**EXERCISE GOAL:** Word for word, retype each record shown below.

(Beginning of DATA EXCERPTS)

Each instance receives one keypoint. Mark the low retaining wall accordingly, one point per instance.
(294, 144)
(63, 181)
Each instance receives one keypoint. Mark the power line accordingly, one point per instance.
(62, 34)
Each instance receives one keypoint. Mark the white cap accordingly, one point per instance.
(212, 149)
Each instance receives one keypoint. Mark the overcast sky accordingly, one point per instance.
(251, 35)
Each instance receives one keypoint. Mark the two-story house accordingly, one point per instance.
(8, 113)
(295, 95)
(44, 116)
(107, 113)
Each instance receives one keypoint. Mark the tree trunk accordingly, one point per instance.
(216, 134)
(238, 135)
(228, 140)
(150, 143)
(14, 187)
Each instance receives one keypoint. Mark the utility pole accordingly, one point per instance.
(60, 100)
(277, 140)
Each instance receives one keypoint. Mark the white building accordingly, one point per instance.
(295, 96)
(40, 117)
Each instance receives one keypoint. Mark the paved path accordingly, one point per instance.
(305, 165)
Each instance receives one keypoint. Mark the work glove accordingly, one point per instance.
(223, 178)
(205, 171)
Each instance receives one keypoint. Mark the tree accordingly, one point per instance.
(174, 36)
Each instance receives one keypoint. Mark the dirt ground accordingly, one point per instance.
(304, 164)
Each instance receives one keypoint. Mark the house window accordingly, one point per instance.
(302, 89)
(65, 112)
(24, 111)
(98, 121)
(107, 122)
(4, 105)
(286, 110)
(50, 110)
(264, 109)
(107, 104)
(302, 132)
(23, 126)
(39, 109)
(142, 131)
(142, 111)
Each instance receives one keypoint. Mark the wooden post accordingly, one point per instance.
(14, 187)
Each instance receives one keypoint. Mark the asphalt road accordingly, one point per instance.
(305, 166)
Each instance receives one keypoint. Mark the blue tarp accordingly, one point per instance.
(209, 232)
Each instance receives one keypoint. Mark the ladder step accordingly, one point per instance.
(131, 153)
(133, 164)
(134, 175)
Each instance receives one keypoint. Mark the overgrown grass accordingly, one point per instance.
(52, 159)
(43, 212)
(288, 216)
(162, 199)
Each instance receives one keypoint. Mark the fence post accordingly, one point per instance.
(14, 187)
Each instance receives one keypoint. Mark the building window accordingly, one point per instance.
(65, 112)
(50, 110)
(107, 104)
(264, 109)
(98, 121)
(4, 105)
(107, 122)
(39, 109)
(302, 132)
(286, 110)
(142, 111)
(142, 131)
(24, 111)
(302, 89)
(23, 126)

(End of DATA EXCERPTS)

**WRITTEN ANSWER:**
Each instance receives one keypoint. Mark the low retaining wall accordingly, one point per instance.
(294, 144)
(63, 181)
Each instance receives one keypoint. Mark the power line accordingly, one point per instance.
(62, 34)
Each instance receives one keypoint. Mark the white cap accordingly, one point per instance.
(212, 149)
Each instance receives one keypoint. Mark the overcast sky accordingly, one point per instance.
(251, 35)
Each instance receives one keypoint. Mark the two-story house accordingly, one point per instance.
(8, 113)
(295, 95)
(44, 116)
(107, 113)
Each instance receives one keypoint. Mark the tree trunk accordingly, one point per instance.
(216, 134)
(238, 135)
(228, 140)
(150, 143)
(14, 187)
Each instance receives one keypoint. Mark the utility pole accordingly, one point per instance.
(60, 100)
(277, 140)
Each instance receives one keypoint. Mark the white building accordingly, one point per instance.
(295, 96)
(40, 117)
Each instance receives one keypoint. Mark the paved path accordingly, one point per instance.
(305, 165)
Each instance receives one keypoint. Mark the work glove accordingly, one point per instance.
(223, 178)
(205, 171)
Each instance receives one keypoint. Mark the tree accordingly, one point per instance.
(174, 36)
Each instance receives one keypoint. Mark the dirt ground accordingly, one point per instance.
(304, 164)
Each instance receives one keypoint. Mark the house window accordingly, one point per instance.
(302, 89)
(65, 112)
(24, 111)
(98, 121)
(107, 122)
(4, 105)
(286, 110)
(50, 110)
(264, 109)
(107, 104)
(302, 132)
(23, 126)
(39, 109)
(142, 131)
(142, 111)
Each instance receives one keypoint. Mark the wooden post accordingly, one point per instance.
(14, 187)
Each instance receives one keypoint. Mark the asphalt road accordingly, one point per instance.
(305, 166)
Each instance receives one keypoint. Mark the blue tarp accordingly, one point per instance.
(209, 232)
Each instance receives one keypoint. Mark the ladder step accordingly, one point per instance.
(131, 153)
(133, 164)
(134, 175)
Each instance receives one keypoint. Mark the overgrown grass accordingly, one point per instance.
(52, 159)
(43, 212)
(288, 216)
(162, 199)
Each instance receives one keypoint. Mark the fence post accordingly, one point per instance.
(14, 187)
Each instance receives one keypoint. Mark the building window accordingly, one point per instance.
(65, 112)
(50, 110)
(107, 104)
(264, 109)
(98, 121)
(4, 105)
(107, 122)
(39, 109)
(302, 132)
(286, 110)
(142, 111)
(142, 131)
(24, 111)
(302, 89)
(23, 126)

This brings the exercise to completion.